Typischerweise versteifen sich die chronisch entzündeten Bereiche der Wirbelsäule. Die Zwischenwirbelgelenke verlieren ihre Beweglichkeit, und es verknöchern die Bandscheiben und die Bänder. Ursache dafür ist eine wuchernde Knochenbildung, mit der der Körper auf die Entzündung der Wirbelsäule reagiert. Bewegungseinschränkungen und Fehlstellungen im Spätstadium gehen auf diese Verknöcherung und Versteifung zurück.

Diagnose

Von den schätzungsweise 70'000 Morbus-Bechterew-Betroffenen in der Schweiz sind vermutlich nur 10'000 korrekt diagnostiziert. Von den ersten Symptomen, die meist im Alter zwischen 15 und 35 Jahren auftreten, bis zur Diagnose verstreichen durchschnittlich sechs Jahre.

Die Diagnose beruht weitgehend auf klinischen und radiologischen Untersuchungen. Die klinischen betreffen die Beschwerden des Patienten und die Befunde der rheumatologischen Untersuchung. Hinzu kommen die radiologischen Erkenntnisse aus Röntgenbildern der Wirbelsäule und des Beckens. Oft wird ergänzend auch die Magnetresonanztomographie (MRT) hinzugezogen.

Die Schweizerische Vereinigung Morbus Bechterew (SVMB) bietet Laien eine einfache Möglichkeit, einen Verdacht auf Morbus Bechterew zu prüfen.

## AUFGABE
Beantworten Sie anhand des Textes über Morbus Bechterew folgende Fragen:
(a) Worauf gehen Bewegungseinschränkungen und Fehlstellungen im Spätstadium zurück?
(b) Wie viele Jahre vergehen durchschnittlich von den ersten Symptomen bis zur Diagnose?
(c) Von welchen Körperbereichen stammen die Röntgenbilder, die für die Diagnose ausgewertet werden?

## ANGEZEIGTE LISTE
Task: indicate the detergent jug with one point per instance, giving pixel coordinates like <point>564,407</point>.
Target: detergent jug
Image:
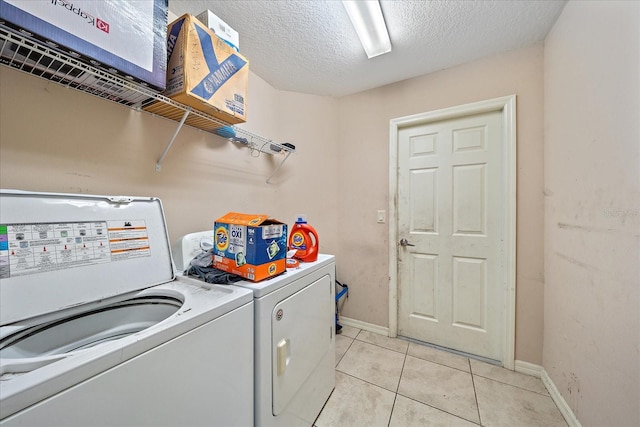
<point>304,239</point>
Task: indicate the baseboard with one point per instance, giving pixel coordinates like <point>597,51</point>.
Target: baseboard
<point>382,330</point>
<point>562,405</point>
<point>528,368</point>
<point>539,372</point>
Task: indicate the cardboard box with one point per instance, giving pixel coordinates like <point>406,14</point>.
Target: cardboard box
<point>221,28</point>
<point>123,38</point>
<point>204,72</point>
<point>251,246</point>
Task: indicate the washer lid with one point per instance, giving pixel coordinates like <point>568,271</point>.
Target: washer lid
<point>63,250</point>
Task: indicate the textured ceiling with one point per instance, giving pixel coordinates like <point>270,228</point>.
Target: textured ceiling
<point>309,46</point>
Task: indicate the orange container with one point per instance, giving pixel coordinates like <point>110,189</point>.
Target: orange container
<point>304,239</point>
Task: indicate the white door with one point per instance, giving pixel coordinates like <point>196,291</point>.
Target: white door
<point>450,219</point>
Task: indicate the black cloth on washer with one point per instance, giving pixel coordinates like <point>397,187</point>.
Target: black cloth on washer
<point>201,266</point>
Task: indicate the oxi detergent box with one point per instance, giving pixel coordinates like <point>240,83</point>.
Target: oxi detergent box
<point>204,72</point>
<point>251,246</point>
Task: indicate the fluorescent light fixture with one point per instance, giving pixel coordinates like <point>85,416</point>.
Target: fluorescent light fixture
<point>366,17</point>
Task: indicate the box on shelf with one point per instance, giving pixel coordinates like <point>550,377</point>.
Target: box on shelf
<point>123,38</point>
<point>251,246</point>
<point>204,72</point>
<point>221,28</point>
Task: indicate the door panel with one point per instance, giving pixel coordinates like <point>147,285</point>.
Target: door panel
<point>450,291</point>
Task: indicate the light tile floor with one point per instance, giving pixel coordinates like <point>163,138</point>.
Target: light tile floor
<point>383,381</point>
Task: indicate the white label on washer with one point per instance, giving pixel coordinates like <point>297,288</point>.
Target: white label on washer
<point>128,239</point>
<point>41,247</point>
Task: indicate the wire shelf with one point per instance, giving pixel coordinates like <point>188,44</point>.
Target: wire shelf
<point>21,51</point>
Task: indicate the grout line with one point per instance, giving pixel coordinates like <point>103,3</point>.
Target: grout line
<point>436,408</point>
<point>475,393</point>
<point>395,397</point>
<point>365,381</point>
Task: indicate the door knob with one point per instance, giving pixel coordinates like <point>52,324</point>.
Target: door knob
<point>404,242</point>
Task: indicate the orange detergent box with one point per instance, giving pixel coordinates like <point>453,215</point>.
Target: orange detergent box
<point>253,246</point>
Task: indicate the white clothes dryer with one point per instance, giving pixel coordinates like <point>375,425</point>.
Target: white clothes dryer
<point>294,338</point>
<point>96,330</point>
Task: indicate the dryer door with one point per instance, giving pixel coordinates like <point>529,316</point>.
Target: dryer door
<point>302,331</point>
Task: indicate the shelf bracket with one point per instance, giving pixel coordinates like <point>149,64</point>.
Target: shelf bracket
<point>279,166</point>
<point>173,138</point>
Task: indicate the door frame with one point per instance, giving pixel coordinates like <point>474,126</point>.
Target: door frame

## LÖSUNG
(a) Auf die Verknöcherung und Versteifung.
(b) Sechs Jahre.
(c) Von der Wirbelsäule und dem Becken.